─── Material shown

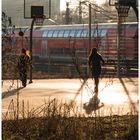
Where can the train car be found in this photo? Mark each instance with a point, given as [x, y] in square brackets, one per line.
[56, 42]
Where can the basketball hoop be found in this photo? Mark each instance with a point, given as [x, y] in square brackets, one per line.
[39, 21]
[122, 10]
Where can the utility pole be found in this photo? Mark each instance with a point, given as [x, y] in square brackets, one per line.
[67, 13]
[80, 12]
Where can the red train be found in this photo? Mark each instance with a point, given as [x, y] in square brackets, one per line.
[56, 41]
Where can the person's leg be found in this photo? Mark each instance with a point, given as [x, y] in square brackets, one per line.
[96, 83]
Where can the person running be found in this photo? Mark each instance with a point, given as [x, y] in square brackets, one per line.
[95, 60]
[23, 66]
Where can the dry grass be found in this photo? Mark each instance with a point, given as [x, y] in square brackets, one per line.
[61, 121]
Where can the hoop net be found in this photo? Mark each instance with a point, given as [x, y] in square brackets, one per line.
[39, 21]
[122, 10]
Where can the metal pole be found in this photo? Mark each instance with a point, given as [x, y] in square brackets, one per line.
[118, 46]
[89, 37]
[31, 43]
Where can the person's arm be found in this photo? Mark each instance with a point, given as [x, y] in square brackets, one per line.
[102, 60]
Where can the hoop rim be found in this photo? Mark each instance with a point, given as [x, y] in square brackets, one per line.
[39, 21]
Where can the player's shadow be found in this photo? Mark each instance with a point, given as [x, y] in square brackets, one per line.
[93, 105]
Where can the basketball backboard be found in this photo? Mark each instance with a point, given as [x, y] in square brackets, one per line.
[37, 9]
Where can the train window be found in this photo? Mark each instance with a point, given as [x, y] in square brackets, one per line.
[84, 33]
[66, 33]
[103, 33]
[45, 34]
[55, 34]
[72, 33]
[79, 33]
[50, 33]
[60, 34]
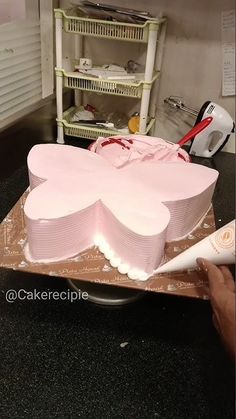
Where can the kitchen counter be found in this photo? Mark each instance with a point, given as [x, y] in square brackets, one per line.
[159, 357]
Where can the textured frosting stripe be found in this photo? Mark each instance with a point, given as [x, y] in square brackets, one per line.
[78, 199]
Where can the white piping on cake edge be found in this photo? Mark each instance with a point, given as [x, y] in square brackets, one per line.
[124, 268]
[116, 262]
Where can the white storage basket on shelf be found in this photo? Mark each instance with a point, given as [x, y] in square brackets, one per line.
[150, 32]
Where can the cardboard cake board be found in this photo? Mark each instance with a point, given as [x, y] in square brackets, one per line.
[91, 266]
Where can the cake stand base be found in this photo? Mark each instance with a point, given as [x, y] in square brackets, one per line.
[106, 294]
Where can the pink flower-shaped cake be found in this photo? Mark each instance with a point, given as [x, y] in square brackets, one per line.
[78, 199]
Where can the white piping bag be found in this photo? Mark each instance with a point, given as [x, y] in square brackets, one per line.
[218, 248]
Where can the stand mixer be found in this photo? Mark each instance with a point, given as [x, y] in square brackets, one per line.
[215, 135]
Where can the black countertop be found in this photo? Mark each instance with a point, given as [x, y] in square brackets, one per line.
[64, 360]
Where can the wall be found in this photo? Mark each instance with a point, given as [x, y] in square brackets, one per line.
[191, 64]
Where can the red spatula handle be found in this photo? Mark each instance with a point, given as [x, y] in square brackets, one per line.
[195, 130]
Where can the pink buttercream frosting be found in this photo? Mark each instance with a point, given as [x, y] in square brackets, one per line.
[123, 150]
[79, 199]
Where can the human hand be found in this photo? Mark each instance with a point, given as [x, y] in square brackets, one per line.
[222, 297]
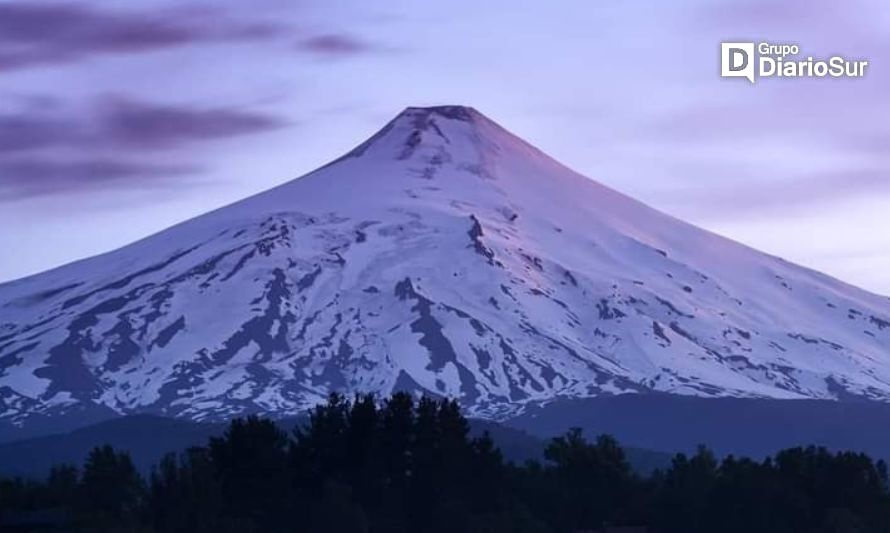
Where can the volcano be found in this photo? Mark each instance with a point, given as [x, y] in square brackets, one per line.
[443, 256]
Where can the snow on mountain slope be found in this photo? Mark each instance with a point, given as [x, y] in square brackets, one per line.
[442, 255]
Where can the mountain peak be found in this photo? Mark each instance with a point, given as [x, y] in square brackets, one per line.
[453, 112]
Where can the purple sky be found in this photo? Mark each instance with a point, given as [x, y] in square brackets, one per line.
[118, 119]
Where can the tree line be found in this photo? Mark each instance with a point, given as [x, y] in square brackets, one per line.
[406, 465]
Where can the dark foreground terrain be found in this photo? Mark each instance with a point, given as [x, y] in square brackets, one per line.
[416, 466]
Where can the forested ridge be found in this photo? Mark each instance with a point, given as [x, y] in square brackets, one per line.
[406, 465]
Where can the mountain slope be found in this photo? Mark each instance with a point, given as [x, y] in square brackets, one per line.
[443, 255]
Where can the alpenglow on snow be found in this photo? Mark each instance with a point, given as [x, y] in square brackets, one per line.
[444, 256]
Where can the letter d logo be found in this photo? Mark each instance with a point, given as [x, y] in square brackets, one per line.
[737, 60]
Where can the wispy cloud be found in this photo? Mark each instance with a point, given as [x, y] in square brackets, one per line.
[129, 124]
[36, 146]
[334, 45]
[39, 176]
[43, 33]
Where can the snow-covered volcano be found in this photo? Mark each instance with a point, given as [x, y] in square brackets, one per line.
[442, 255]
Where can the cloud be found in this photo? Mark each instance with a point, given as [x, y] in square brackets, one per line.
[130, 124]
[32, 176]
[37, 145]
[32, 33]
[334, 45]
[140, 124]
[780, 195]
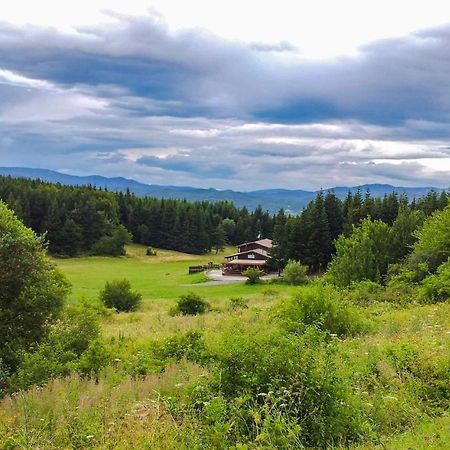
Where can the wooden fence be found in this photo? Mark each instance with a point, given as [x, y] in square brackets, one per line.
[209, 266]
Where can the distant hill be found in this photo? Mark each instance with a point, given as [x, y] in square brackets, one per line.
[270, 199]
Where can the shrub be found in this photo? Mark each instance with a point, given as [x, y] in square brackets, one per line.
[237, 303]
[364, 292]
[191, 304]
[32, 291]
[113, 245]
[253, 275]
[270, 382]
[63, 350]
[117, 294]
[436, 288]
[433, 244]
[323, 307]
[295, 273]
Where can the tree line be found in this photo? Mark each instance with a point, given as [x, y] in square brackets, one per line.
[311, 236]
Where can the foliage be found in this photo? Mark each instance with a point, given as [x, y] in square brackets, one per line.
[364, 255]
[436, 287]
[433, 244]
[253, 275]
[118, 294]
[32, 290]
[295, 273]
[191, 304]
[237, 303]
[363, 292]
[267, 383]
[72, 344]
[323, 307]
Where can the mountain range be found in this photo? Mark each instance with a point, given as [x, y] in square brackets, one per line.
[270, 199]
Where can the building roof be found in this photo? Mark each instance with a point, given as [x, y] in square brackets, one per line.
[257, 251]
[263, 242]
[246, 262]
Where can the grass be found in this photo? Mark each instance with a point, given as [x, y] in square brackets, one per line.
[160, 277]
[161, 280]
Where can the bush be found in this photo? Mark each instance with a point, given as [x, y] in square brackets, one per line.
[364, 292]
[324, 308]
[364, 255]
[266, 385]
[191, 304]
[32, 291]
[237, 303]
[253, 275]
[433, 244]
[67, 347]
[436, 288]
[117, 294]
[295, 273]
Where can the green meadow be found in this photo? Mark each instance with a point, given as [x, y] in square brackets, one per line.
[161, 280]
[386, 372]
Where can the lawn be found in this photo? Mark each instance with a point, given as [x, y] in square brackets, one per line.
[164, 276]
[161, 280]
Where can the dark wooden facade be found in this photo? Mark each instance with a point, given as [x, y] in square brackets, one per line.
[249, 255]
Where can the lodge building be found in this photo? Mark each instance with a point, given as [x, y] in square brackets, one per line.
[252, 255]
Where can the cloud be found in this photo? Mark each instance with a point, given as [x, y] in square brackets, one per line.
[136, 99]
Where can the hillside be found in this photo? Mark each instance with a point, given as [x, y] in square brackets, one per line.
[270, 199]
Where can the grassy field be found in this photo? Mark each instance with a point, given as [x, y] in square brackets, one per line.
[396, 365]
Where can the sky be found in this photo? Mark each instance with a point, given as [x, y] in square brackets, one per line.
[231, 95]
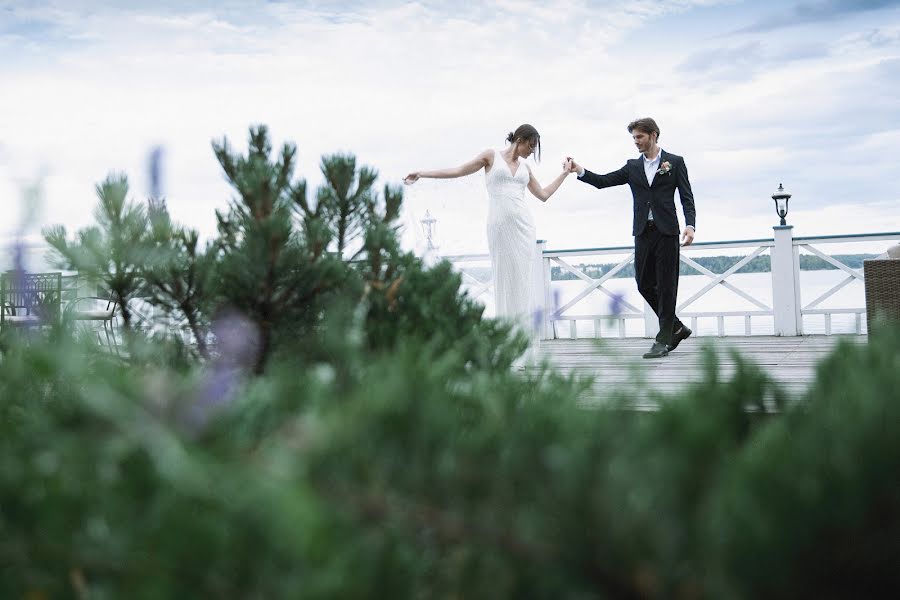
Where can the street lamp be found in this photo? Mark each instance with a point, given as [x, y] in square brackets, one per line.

──────

> _Problem details_
Copy out all the entries exactly. Images stay out of the copy.

> _Written answer_
Where can the train car be found in this photo? Mark each instance with a point, given as [x, y] in square brackets, one per line.
[56, 42]
Where can the basketball hoop be found in this photo? Mark each instance with a point, given as [x, y] in square brackets, one per line.
[39, 21]
[122, 10]
Where can the utility pole be found in this photo? Mark each instance with a point, given as [x, y] in square brackets, one per line.
[67, 13]
[80, 12]
Where can the red train be found in this photo? Mark each instance with a point, given as [x, y] in square brackets, one per line.
[56, 41]
Where can the person's leg be found in this photo? Mark each instance with a point, given as [x, y] in square brackets, one per line.
[96, 83]
Where can the person running be found in this photo? Mark each instance with a point, given as [x, y] in square brackets, one per line.
[95, 60]
[23, 66]
Where can the dry grass be found in this photo? Mark each instance with a point, given as [x, y] in square brackets, one per line.
[61, 121]
Where can the hoop net be found in this photo? Mark each instance with a point, given as [x, y] in square brackets, one per line.
[39, 21]
[122, 10]
Where can the metal pole be found in this photo? Mark each instance with a point, given as [x, y] in square brackets, one per line.
[118, 46]
[89, 37]
[31, 43]
Where can the person's arm be found in this photo? Mark each instance with a point, given as [x, y] in square brackets, one per line.
[102, 60]
Where can the hoop rim be found in this photo? Mark each instance with a point, given as [x, y] in square brackets, one per line.
[39, 21]
Where can the player's shadow be found in this photo? Mark each instance with a point, given as [x, y] in square brackets, one per line.
[93, 105]
Where can the basketball backboard be found in this photo? Mark each instance with a point, given as [x, y] in square brackets, one per line.
[37, 9]
Where can the train window be found in this photo? Mark each instance with a point, given as [x, y] in square brackets, one per line.
[84, 33]
[66, 33]
[103, 33]
[45, 34]
[55, 34]
[72, 33]
[79, 33]
[50, 33]
[60, 34]
Where can the kitchen counter be found in this photo? Mark each instance with a point, given as [x, y] in square brackets, one per line.
[159, 357]
Where can the textured frosting stripe be found in this photo? Mark each instance with a point, given as [x, y] in square brackets, one per line.
[78, 199]
Where can the white piping on cake edge be found in this photo? Mark each instance with a point, given as [x, y] in square brackets, one per line.
[124, 268]
[116, 262]
Where can the white storage basket on shelf be found in this photo? Mark each instance with a point, given as [x, y] in square brackets, one per line.
[150, 32]
Where can the cardboard cake board be found in this photo? Mark each instance with a point, given as [x, y] in square brackets, one per line.
[91, 266]
Where can the cake stand base be found in this photo? Mark each instance with a point, given as [x, y] in square brackets, one per line.
[106, 294]
Where can the pink flower-shaped cake be found in this photo? Mark each instance with a point, given as [x, y] in square brackets, one per line.
[78, 199]
Where can the white piping bag be found in this photo? Mark each instance with a point, given as [x, y] in square brackets, one per line.
[218, 248]
Where can the stand mixer be found in this photo? Mark each instance with a point, given as [x, y] in square brackets, one per line.
[215, 135]
Where can the black countertop be found in this photo? Mark each instance with a point, given as [x, y] in square brackets, one per line.
[64, 360]
Where can the wall be found in this photo? Mark each instance with a point, given as [x, y] in square brackets, one per line.
[191, 64]
Where can the red spatula handle be found in this photo? Mark each instance with a point, given as [x, y] in square brackets, one per line.
[195, 130]
Where can the pink buttercream frosting be found in this photo? Mark each instance with a point, given as [x, y] in square brackets, one per line.
[123, 150]
[79, 199]
Where can the human hand be found in this photo? Mark each instance with a point, given as [x, y] in square brackets, one per line.
[222, 297]
Where can the volcano be found in this photo? Mark each instance with a point, given as [x, y] in square brackets, one per line.
[443, 256]
Where can the snow on mountain slope be found in this photo? Mark each instance with a point, given as [x, y] in square brackets, one per line.
[442, 255]
Where can the mountain peak be found in this photo? Mark each instance with a point, given as [x, y] in square brackets, one per line.
[453, 112]
Where can the purple sky be found in this photo? Mark each instance with a point, given as [x, y] in square brackets, one per line.
[118, 119]
Where can the tree line be found in this photo? Mark each instance with a point, given as [x, y] in square brackets, one per line.
[406, 465]
Where can the dark foreground terrain be found in this photo? Mark each instance with a point, given as [x, y] in square brackets, one per line.
[416, 466]
Where can the forested ridge be found in this photo? Mark each instance with a point, given as [x, y] in square brackets, one per line.
[406, 465]
Where can the mountain slope be found in this photo? Mark each instance with a point, given as [x, y] in square brackets, one per line.
[443, 255]
Where can the alpenglow on snow be found in this photo? Mark each instance with a point, given as [x, y] in square brackets, one per line.
[444, 256]
Where can the letter d logo be found in this photo? Mark each instance with a point, given as [x, y] in square brackets, one per line.
[737, 60]
Where can the wispy cloud be found in this photo? Mark each instance with a point, given as [x, y] in square brackets, one per line.
[129, 124]
[36, 146]
[334, 45]
[39, 176]
[43, 33]
Where can the snow-covered volcano be found in this photo? Mark each instance with a point, given as [x, y] in square brackets, one per line.
[442, 255]
Where can the cloud be found in this photo? Mark each instance with a point, given as [x, y] in square brackets, one per line.
[130, 124]
[32, 176]
[37, 145]
[32, 33]
[334, 45]
[140, 124]
[780, 195]
Where can the wooden fence be found in this photo? Mark each instance with a point, given as [x, y] in square brackets, one per line.
[209, 266]
Where can the distant hill be found in this photo? Mark each instance with a point, given as [x, y] in square brackets, one per line.
[270, 199]
Where can the shrub be found in this photo? Mark each instance with a point, given as [x, y] in square brackets, one per line.
[237, 303]
[364, 292]
[191, 304]
[32, 291]
[113, 245]
[253, 275]
[270, 382]
[63, 350]
[117, 294]
[436, 288]
[433, 244]
[323, 307]
[295, 273]
Where can the tree line be found in this photo? Mark each instance with a point, given as [x, y] in square brackets, one per line.
[311, 236]
Where can the foliage be found in this photo? Mark each instance with a point, given as [x, y] in square brackets, one per line.
[364, 255]
[436, 287]
[433, 244]
[253, 275]
[118, 294]
[32, 290]
[295, 273]
[191, 304]
[237, 303]
[363, 292]
[267, 383]
[72, 344]
[323, 307]
Where can the mountain range be found in this photo? Mark each instance with a point, given as [x, y] in square brackets, one per line.
[270, 199]
Where can the building roof be found in this photo? Mark each instance with a point, given as [x, y] in square brackets, one per line.
[257, 251]
[263, 242]
[246, 262]
Where can the grass be found in this photo? Mark each instance with a point, given as [x, y] in square brackets, one per line.
[160, 277]
[161, 280]
Where can the bush be found in this photo? Mark each instance with a point, given as [x, y] in square brackets, one per line.
[364, 292]
[324, 308]
[364, 255]
[266, 385]
[191, 304]
[32, 291]
[237, 303]
[253, 275]
[433, 244]
[67, 347]
[436, 288]
[117, 294]
[295, 273]
Where can the green meadow be found in this photo? Mark each instance with a point, given as [x, y] in square brackets, one per line.
[161, 280]
[386, 372]
Where can the lawn be found in this photo? Mark each instance with a point, given as [x, y] in square brackets, one per line.
[164, 276]
[161, 280]
Where can the dark wooden facade be found in this photo? Mark each instance with a point, given as [x, y] in square brackets, one per line.
[249, 255]
Where can the lodge building be found in this photo? Mark each instance with a point, given as [x, y] in square brackets, one per line.
[252, 255]
Where can the cloud be found in this photo? Mark each instance with a point, given as [x, y] in square brackets, one per line.
[136, 99]
Where can the hillside be found in this photo? Mark each instance with a point, given as [x, y] in square brackets, one per line.
[270, 199]
Where can the grassy field be found in this photo? Mark each instance with a point, given as [x, y] in square brackets, one per line.
[396, 365]
Where can the sky be found in this photo? Mark each instance with a point, given as [x, y] in square brackets, one per line.
[231, 95]
Where can the street lamp be found in this photo? Mark each instance with a point, given as [x, y] in square brackets, one per line.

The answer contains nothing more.